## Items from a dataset
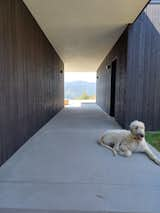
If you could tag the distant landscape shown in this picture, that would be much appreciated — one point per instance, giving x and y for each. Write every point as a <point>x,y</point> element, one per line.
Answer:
<point>80,90</point>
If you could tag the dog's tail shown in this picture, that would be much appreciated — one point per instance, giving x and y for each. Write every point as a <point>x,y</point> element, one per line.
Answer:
<point>101,142</point>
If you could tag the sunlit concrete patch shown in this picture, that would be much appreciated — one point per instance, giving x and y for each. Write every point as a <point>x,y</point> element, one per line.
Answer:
<point>62,169</point>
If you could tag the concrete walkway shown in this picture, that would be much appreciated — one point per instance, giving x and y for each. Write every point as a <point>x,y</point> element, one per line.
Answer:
<point>62,169</point>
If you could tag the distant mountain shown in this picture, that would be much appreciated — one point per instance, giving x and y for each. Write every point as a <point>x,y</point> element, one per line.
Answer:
<point>75,89</point>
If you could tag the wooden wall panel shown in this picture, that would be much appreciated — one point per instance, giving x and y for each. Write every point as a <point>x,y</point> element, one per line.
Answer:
<point>143,96</point>
<point>31,85</point>
<point>119,52</point>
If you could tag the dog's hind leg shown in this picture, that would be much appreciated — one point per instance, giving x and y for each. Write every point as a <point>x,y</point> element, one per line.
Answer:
<point>151,155</point>
<point>101,142</point>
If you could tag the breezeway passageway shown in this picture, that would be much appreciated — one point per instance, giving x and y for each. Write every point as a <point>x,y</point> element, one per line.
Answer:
<point>62,169</point>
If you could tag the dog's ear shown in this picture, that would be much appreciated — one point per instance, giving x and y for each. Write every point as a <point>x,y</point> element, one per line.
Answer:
<point>132,125</point>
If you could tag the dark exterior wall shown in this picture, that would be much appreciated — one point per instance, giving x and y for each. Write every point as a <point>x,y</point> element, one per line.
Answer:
<point>31,85</point>
<point>143,96</point>
<point>119,52</point>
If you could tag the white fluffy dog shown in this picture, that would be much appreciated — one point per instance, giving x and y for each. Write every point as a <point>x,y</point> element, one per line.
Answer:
<point>125,142</point>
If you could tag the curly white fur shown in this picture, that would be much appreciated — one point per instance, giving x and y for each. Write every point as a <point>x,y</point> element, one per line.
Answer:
<point>125,142</point>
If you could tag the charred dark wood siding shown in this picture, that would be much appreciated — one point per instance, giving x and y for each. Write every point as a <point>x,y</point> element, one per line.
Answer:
<point>31,85</point>
<point>143,96</point>
<point>118,52</point>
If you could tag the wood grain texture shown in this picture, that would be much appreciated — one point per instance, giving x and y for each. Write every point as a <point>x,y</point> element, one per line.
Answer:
<point>138,72</point>
<point>31,85</point>
<point>143,96</point>
<point>118,52</point>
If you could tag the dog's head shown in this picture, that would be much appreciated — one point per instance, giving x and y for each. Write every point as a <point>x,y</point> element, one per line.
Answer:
<point>137,129</point>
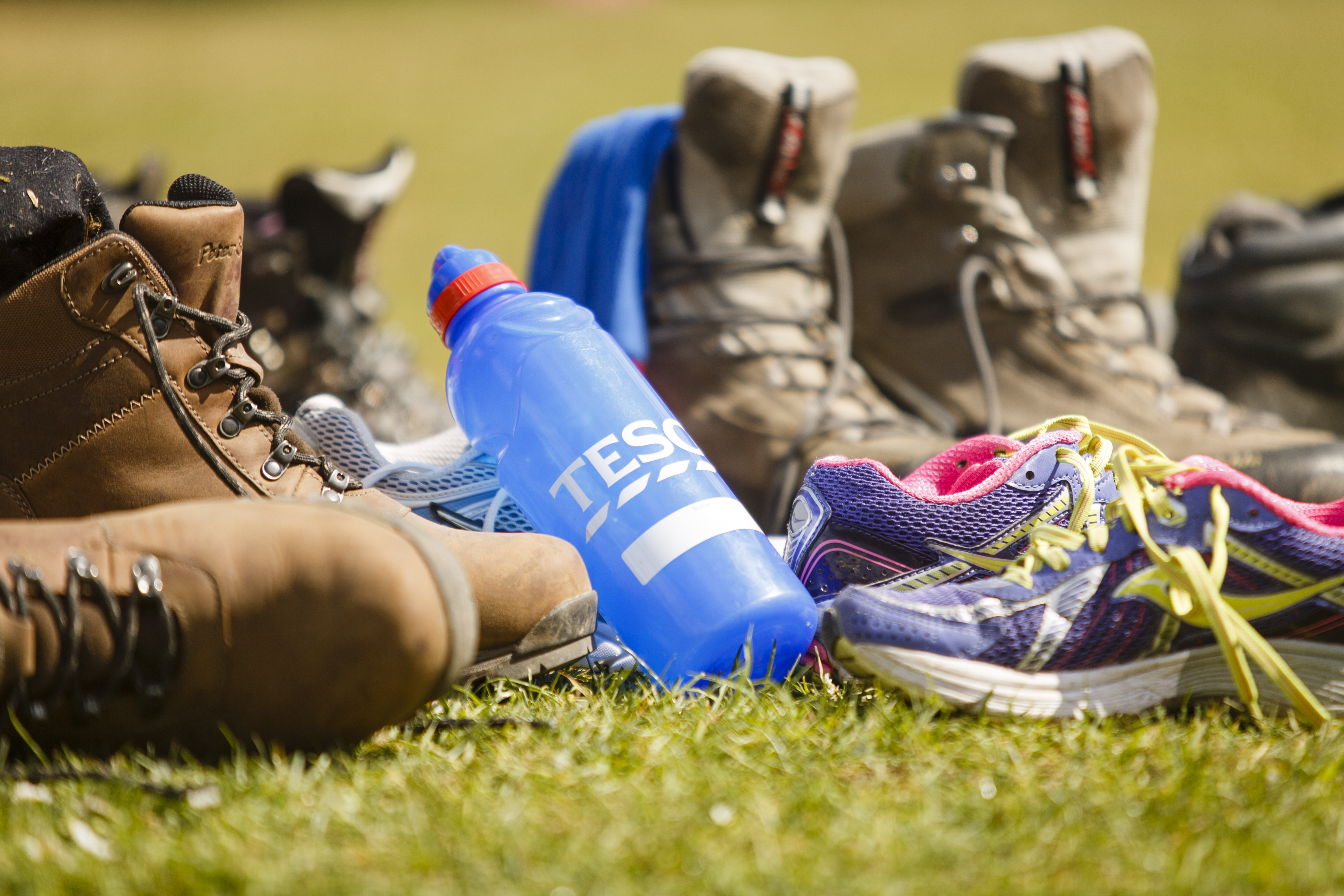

## EXERCISE DETAILS
All of the entries need to be retyped word for word, pictures excluded.

## SOLUTION TO THIS PROBLEM
If you could tag the distant landscape shown in this picture, that would be much appreciated — one point per instance, giving x and y for each. Write every point as a <point>x,y</point> element, one per line.
Answer:
<point>80,90</point>
If you could tag the dog's tail shown in this picture, that would be much appreciated — one point per instance, giving x and y for each. Write every point as a <point>x,y</point> element, one per line.
Answer:
<point>101,142</point>
If you could tag the sunlit concrete patch shown in this picture, that would be much appreciated — one point per instance, giving x and y for each. Write every point as a <point>x,y</point> element, one per line.
Answer:
<point>62,169</point>
If you could tag the concrete walkway shown in this picture, that would be much appreciated — one point per instance, giving x and y for each. Write every point as a <point>x,y</point> element, one per line.
Answer:
<point>62,169</point>
If you could tag the distant mountain shown in this picture, that would be much appreciated — one point per instance, giving x and y for each. Write every point as a <point>x,y</point> element, one per line.
Answer:
<point>75,89</point>
If you could tag the wooden wall panel shown in this picture, that would be much appreciated — one point per instance, giving x and y for each. Write every point as a <point>x,y</point> element, one per line.
Answer:
<point>143,96</point>
<point>31,85</point>
<point>119,52</point>
If you could tag the dog's hind leg shown in this picture, that would be much appreciated — one point per instance, giving x and y for each. Write every point as a <point>x,y</point> element, one per line.
Answer:
<point>151,155</point>
<point>101,142</point>
If you could tag the breezeway passageway shown in this picture, that would be much appreciated — one point per instance, giving x and y for each. Write every point as a <point>x,y</point> element, one per line.
Answer:
<point>62,169</point>
If you could tag the dog's ear shown in this picture, that would be much appreciated — one point per instance, giving x and y for each. Write every point as a <point>x,y</point> element, one per line.
Answer:
<point>132,125</point>
If you could tag the dark exterior wall shown in this picture, that would be much appreciated — one point per instance, giving x and y for each. Write every point as a <point>x,y</point> element, one per line.
Answer:
<point>31,85</point>
<point>143,96</point>
<point>119,52</point>
If you could tag the white fluffy dog shown in this picture, that would be much appreciated — one point per instance, giving x and y for each. Write every point as a <point>x,y</point> element, one per line.
Answer:
<point>125,142</point>
If you could tag the curly white fur shown in this picture, that would be much appreciated — one point per instance, giving x and y for each. Write every point as a <point>x,y</point> element, one per line.
Answer:
<point>125,142</point>
If you could tag the charred dark wood siding shown in this picture, that would be much appreciated — one point per instance, giving x and y for each. Write every point as a <point>x,y</point> element, one per line.
Answer:
<point>31,85</point>
<point>143,96</point>
<point>118,52</point>
If you could tag the wood grain texture shown in this picture, that would be much appreciated — one point per instance, giving x and y for each. Write every point as a <point>x,y</point> element, one per line.
Answer:
<point>138,72</point>
<point>31,85</point>
<point>143,96</point>
<point>118,52</point>
If you could tag the dog's head shown in this picture, that would be much appreciated — one point per instance, giving x and y for each. Write every point as a <point>x,y</point> element, one per line.
Answer:
<point>137,129</point>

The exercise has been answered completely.